§ EXERCISE DETAILS:
Please present every line of the items below as a Markdown table with two columns, Row for the row number and Line for the line itself, and leave out any blank lines.
# start of RECORDS SUPPLIED
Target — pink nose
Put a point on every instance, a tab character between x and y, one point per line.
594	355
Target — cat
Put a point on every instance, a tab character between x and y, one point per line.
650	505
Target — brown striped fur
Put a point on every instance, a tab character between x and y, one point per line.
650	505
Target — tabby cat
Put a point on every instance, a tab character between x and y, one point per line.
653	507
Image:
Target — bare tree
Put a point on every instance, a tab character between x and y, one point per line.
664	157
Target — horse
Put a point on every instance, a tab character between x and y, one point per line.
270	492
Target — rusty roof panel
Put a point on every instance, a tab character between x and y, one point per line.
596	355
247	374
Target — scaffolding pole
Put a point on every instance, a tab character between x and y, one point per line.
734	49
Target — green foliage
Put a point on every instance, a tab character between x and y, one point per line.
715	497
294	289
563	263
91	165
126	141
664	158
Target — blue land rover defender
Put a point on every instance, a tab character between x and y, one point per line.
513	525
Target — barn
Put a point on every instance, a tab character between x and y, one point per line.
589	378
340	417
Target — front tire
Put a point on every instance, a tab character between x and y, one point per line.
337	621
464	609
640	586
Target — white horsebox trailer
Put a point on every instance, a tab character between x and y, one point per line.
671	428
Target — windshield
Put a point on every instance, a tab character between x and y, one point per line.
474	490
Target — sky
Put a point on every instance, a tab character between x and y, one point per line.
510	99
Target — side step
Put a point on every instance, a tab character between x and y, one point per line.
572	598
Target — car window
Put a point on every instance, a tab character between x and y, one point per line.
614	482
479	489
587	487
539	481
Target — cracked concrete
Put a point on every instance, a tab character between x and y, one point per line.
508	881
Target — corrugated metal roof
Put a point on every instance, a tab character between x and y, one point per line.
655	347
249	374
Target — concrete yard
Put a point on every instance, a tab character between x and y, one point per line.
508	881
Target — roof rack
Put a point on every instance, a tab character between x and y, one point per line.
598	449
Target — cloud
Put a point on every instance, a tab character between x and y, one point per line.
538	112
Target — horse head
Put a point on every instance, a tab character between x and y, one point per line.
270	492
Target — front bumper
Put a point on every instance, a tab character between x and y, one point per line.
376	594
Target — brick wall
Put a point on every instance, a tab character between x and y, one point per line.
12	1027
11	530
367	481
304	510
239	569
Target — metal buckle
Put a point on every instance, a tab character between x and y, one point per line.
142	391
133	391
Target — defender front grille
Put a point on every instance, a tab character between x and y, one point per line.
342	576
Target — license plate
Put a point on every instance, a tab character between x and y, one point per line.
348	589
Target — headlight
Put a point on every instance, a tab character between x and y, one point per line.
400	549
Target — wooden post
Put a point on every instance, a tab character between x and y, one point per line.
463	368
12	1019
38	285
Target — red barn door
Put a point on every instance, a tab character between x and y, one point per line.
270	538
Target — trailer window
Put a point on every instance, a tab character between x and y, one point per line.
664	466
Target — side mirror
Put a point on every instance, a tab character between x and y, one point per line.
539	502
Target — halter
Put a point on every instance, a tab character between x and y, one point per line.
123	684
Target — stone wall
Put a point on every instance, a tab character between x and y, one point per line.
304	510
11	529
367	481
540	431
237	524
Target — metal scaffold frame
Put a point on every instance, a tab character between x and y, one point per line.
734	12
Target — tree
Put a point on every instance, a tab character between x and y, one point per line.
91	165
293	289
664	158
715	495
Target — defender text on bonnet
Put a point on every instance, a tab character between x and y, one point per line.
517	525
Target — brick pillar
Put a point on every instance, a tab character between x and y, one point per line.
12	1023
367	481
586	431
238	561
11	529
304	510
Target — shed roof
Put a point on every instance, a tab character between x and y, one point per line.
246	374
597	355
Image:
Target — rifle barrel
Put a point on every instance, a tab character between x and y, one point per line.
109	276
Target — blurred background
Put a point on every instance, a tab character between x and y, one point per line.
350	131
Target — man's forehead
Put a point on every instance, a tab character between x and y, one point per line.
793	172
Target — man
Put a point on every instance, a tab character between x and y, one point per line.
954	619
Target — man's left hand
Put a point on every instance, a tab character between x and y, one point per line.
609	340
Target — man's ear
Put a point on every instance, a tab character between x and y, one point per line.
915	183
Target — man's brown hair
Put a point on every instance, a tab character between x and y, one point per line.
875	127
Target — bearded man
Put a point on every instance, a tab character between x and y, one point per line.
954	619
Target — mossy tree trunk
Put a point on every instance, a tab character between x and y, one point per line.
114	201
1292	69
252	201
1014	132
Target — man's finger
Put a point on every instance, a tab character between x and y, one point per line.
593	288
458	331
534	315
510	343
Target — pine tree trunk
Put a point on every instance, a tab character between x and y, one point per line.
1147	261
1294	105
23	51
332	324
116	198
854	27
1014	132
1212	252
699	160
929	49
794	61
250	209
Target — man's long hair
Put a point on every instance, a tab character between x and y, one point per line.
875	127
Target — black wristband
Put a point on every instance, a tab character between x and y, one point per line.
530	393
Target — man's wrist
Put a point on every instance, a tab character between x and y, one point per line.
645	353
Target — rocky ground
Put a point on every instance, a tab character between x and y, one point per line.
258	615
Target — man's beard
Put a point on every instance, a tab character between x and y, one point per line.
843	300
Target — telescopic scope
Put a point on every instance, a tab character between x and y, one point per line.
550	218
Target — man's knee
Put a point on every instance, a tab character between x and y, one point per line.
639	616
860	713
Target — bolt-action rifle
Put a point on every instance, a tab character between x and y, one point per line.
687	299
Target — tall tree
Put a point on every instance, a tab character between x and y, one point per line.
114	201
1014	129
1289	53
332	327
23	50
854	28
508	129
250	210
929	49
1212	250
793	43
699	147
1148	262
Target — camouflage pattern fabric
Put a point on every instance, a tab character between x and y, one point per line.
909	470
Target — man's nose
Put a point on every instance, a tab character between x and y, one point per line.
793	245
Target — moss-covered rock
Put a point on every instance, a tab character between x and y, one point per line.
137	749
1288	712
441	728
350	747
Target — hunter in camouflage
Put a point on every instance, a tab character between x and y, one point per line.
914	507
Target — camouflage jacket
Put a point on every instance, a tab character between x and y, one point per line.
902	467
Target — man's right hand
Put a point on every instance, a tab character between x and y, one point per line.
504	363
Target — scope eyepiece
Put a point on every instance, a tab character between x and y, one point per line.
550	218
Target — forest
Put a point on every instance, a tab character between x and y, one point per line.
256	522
# end of RECORDS SUPPLIED
§ EXERCISE RESULT:
| Row | Line |
|---|---|
| 1 | Target — pink nose |
| 2 | Put a point on every instance, a tab character between x and y, one point per line. |
| 3 | 594	355 |
| 4 | Target — cat |
| 5 | Put a point on every instance, a tab character between x and y, one point per line. |
| 6 | 650	505 |
| 7 | Target — brown striped fur |
| 8 | Put a point on every instance, a tab character between x and y, one point per line. |
| 9 | 650	505 |
| 10 | Target — tabby cat |
| 11 | Put a point on every instance, a tab character between x and y, one point per line. |
| 12 | 653	507 |
| 13 | Image: |
| 14 | Target — bare tree |
| 15 | Put a point on every instance, a tab character between x and y, one point per line. |
| 16 | 664	157 |
| 17 | Target — horse |
| 18 | Put a point on every instance, a tab character between x and y, one point per line. |
| 19 | 270	492 |
| 20 | Target — rusty roof panel |
| 21 | Put a point on every instance, a tab character between x and y, one point per line. |
| 22 | 596	355 |
| 23 | 247	374 |
| 24 | Target — scaffolding pole |
| 25 | Put a point on every instance, a tab character between x and y, one point per line. |
| 26 | 734	49 |
| 27 | Target — green foliage |
| 28 | Put a point on every instance, a tab character between x and y, one point per line. |
| 29 | 715	497 |
| 30 | 294	289 |
| 31 | 563	263 |
| 32 | 91	165 |
| 33 | 126	141 |
| 34 | 664	158 |
| 35 | Target — blue land rover defender |
| 36 | Put a point on every instance, a tab character between x and y, one point per line. |
| 37 | 513	525 |
| 38 | Target — barn |
| 39 | Put a point on every instance, a tab character between x and y, one point per line. |
| 40 | 589	378 |
| 41 | 340	417 |
| 42 | Target — front tire |
| 43 | Put a point on every instance, a tab character between x and y, one point per line. |
| 44 | 337	621 |
| 45 | 464	609 |
| 46 | 640	586 |
| 47 | Target — white horsebox trailer |
| 48 | Put a point on every instance, a tab character between x and y, one point per line. |
| 49 | 671	428 |
| 50 | Target — windshield |
| 51 | Put a point on every instance, a tab character between x and y, one point per line. |
| 52 | 474	490 |
| 53 | Target — sky |
| 54 | Put a point on every instance, a tab character between x and y, one point per line. |
| 55 | 510	99 |
| 56 | Target — side step |
| 57 | Put a point on every instance, a tab character between x and y, one point per line. |
| 58 | 572	598 |
| 59 | Target — car window |
| 60 | Put a point on every instance, a tab character between x and y, one point per line. |
| 61 | 614	482 |
| 62 | 479	489 |
| 63 | 587	487 |
| 64 | 539	481 |
| 65 | Target — cracked concrete |
| 66 | Put a point on every instance, a tab character between x and y, one point per line. |
| 67 | 508	881 |
| 68 | Target — corrugated metal roof |
| 69 | Put a point on every instance, a tab character between x and y, one point per line. |
| 70 | 655	347 |
| 71 | 249	374 |
| 72 | Target — concrete yard |
| 73 | Put a point on every instance, a tab character between x and y, one point per line. |
| 74 | 508	881 |
| 75 | Target — roof rack |
| 76 | Put a point on every instance, a tab character between x and y, one point per line. |
| 77 | 598	449 |
| 78 | Target — cloud |
| 79 | Put a point on every instance, a tab character between x and y, one point per line. |
| 80 | 538	112 |
| 81 | Target — horse head |
| 82 | Put a point on every instance, a tab character between x and y, one point per line. |
| 83 | 270	492 |
| 84 | Target — front bumper |
| 85 | Put a point on every instance, a tab character between x and y, one point per line. |
| 86 | 376	594 |
| 87 | Target — brick wall |
| 88 | Put a point on every instance, a tab character between x and y, one point per line. |
| 89 | 12	1027 |
| 90 | 11	530 |
| 91 | 367	481 |
| 92 | 304	510 |
| 93 | 239	569 |
| 94 | Target — metal buckle |
| 95 | Put a point on every instance, a tab character between x and y, one point per line. |
| 96 | 142	391 |
| 97 | 133	391 |
| 98 | Target — defender front grille |
| 99 | Put a point on every instance, a tab character between x and y, one point per line. |
| 100 | 342	576 |
| 101 | Target — license plate |
| 102 | Put a point on every instance, a tab character between x and y, one point per line. |
| 103 | 348	589 |
| 104 | Target — headlight |
| 105 | Put a point on every instance, a tab character between x and y, one point per line. |
| 106 | 400	549 |
| 107 | Target — wooden post |
| 108 | Put a point on every instance, a tab character between x and y, one point per line. |
| 109 | 463	368 |
| 110 | 12	1019 |
| 111 | 38	285 |
| 112 | Target — red barn door |
| 113 | Put a point on every instance, a tab character between x and y, one point per line. |
| 114 | 270	538 |
| 115 | Target — trailer window |
| 116 | Put a point on every instance, a tab character between x and y, one point per line. |
| 117 | 664	466 |
| 118 | Target — side mirror |
| 119 | Put a point on every instance, a tab character between x and y, one point per line. |
| 120 | 539	502 |
| 121 | Target — halter |
| 122 | Put a point on every instance, a tab character between x and y, one point per line. |
| 123 | 123	684 |
| 124 | Target — stone wall |
| 125 | Put a point on every instance, a tab character between x and y, one point per line. |
| 126 | 304	510 |
| 127 | 11	529 |
| 128 | 367	481 |
| 129 | 540	431 |
| 130 | 237	524 |
| 131 | Target — metal scaffold frame |
| 132 | Put a point on every instance, a tab character between x and y, one point per line. |
| 133 | 734	12 |
| 134 | Target — tree |
| 135 | Put a point on every instance, a tab character between x and y, one point per line. |
| 136 | 91	165 |
| 137 | 293	289 |
| 138 | 664	158 |
| 139 | 715	495 |
| 140 | Target — defender text on bonnet |
| 141 | Put a point on every instance, a tab character between x and y, one point per line. |
| 142 | 517	525 |
| 143 | Target — brick pillar |
| 144 | Put a point on every instance, a tab character between x and y, one point per line. |
| 145 | 12	1023 |
| 146 | 367	481 |
| 147 | 586	431 |
| 148 | 238	561 |
| 149 | 11	529 |
| 150 | 304	510 |
| 151 | Target — shed roof |
| 152 | Put a point on every instance, a tab character between x and y, one point per line. |
| 153 | 246	374 |
| 154 | 597	355 |
| 155 | Image: |
| 156 | Target — rifle barrel |
| 157 | Put a point on every instance, a tab character between x and y, one point per line. |
| 158 | 109	276 |
| 159 | Target — blurred background |
| 160 | Put a point on every instance, a tab character between x and y, one point per line. |
| 161 | 350	131 |
| 162 | Target — man's forehead |
| 163 | Put a point on every instance, a tab character between x and y, one point per line. |
| 164 | 793	172 |
| 165 | Target — man |
| 166 | Put a point on every instance, a tab character between x and y, one point per line. |
| 167 | 954	619 |
| 168 | Target — man's left hand |
| 169 | Put a point on every instance, a tab character between x and y, one point per line. |
| 170 | 609	340 |
| 171 | Target — man's ear |
| 172 | Put a point on every instance, a tab character between x and y, one point per line. |
| 173 | 915	183 |
| 174 | Target — man's brown hair |
| 175 | Put a point on every instance, a tab character between x and y, one point per line. |
| 176 | 875	127 |
| 177 | Target — bearded man |
| 178 | Put a point on every instance, a tab character between x and y, one point per line. |
| 179 | 954	619 |
| 180 | Target — mossy tree trunk |
| 181 | Put a point on every instance, a tab character between x and y, one point per line. |
| 182 | 114	201 |
| 183 | 1292	69 |
| 184 | 252	201 |
| 185 | 1014	132 |
| 186 | Target — man's finger |
| 187 | Put a point on every instance, a tab character between x and y, one point per line. |
| 188 | 593	288 |
| 189 | 458	331 |
| 190 | 534	315 |
| 191 | 510	343 |
| 192 | Target — pine tree trunk |
| 193 | Put a point on every instance, a tab character between x and y, one point per line. |
| 194 | 1147	261 |
| 195 | 1294	105 |
| 196 | 23	51 |
| 197 | 332	324 |
| 198 | 116	198 |
| 199 | 854	27 |
| 200 | 1014	132 |
| 201 | 1212	252 |
| 202 | 699	160 |
| 203 | 929	49 |
| 204 | 794	61 |
| 205 | 250	209 |
| 206 | Target — man's long hair |
| 207 | Put a point on every instance, a tab character between x and y, one point per line. |
| 208 | 875	127 |
| 209 | Target — black wristband |
| 210 | Put a point on every instance, a tab character between x and y, one point per line. |
| 211 | 530	393 |
| 212 | Target — man's wrist |
| 213 | Put a point on every instance, a tab character between x and y, one point per line. |
| 214 | 645	353 |
| 215 | Target — rocky ground |
| 216 | Put a point on every instance, a tab character between x and y, one point per line. |
| 217 | 258	615 |
| 218 | Target — man's beard |
| 219 | Put a point on every instance, a tab character between x and y, one point per line. |
| 220 | 843	300 |
| 221 | Target — telescopic scope |
| 222 | Put a point on every instance, a tab character between x and y, one point per line. |
| 223 | 550	218 |
| 224 | Target — man's knee |
| 225 | Put a point on every instance, a tab character between x and y, one point per line. |
| 226 | 639	616 |
| 227 | 860	713 |
| 228 | Target — bolt-action rifle |
| 229 | Put a point on every instance, a tab character between x and y, one point per line. |
| 230 | 687	299 |
| 231 | Target — tall tree |
| 232 | Put a point on every instance, a tab character between x and y, one point per line. |
| 233 | 114	201 |
| 234 | 1014	129 |
| 235 | 1289	53 |
| 236 | 332	327 |
| 237 | 23	50 |
| 238 | 854	28 |
| 239 | 508	129 |
| 240 | 250	210 |
| 241 | 929	49 |
| 242 | 1212	250 |
| 243 | 793	43 |
| 244 | 699	147 |
| 245 | 1148	262 |
| 246 | Target — camouflage pattern fabric |
| 247 | Put a point on every instance, a tab character between x and y, one point per line. |
| 248 | 909	470 |
| 249 | Target — man's nose |
| 250 | Put a point on every instance, a tab character between x and y, one point per line. |
| 251 | 793	245 |
| 252 | Target — moss-covered rock |
| 253 | Put a point on every instance, a tab character between x and y, one point per line. |
| 254 | 137	749 |
| 255 | 1288	712 |
| 256 | 441	728 |
| 257 | 350	747 |
| 258 | Target — hunter in camouflage |
| 259 | Put a point on every instance, a tab character between x and y, one point per line. |
| 260 | 914	507 |
| 261 | Target — camouflage jacket |
| 262 | Put a point on every instance, a tab character between x and y, one point per line. |
| 263 | 902	467 |
| 264 | Target — man's right hand |
| 265 | Put a point on every instance, a tab character between x and y, one point per line. |
| 266 | 504	363 |
| 267 | Target — scope eyepiece |
| 268 | Put a point on every instance, a tab character between x and y, one point per line. |
| 269 | 550	218 |
| 270 | Target — forest |
| 271 | Put a point on every instance, a tab character between x and y, one point per line. |
| 272 | 256	522 |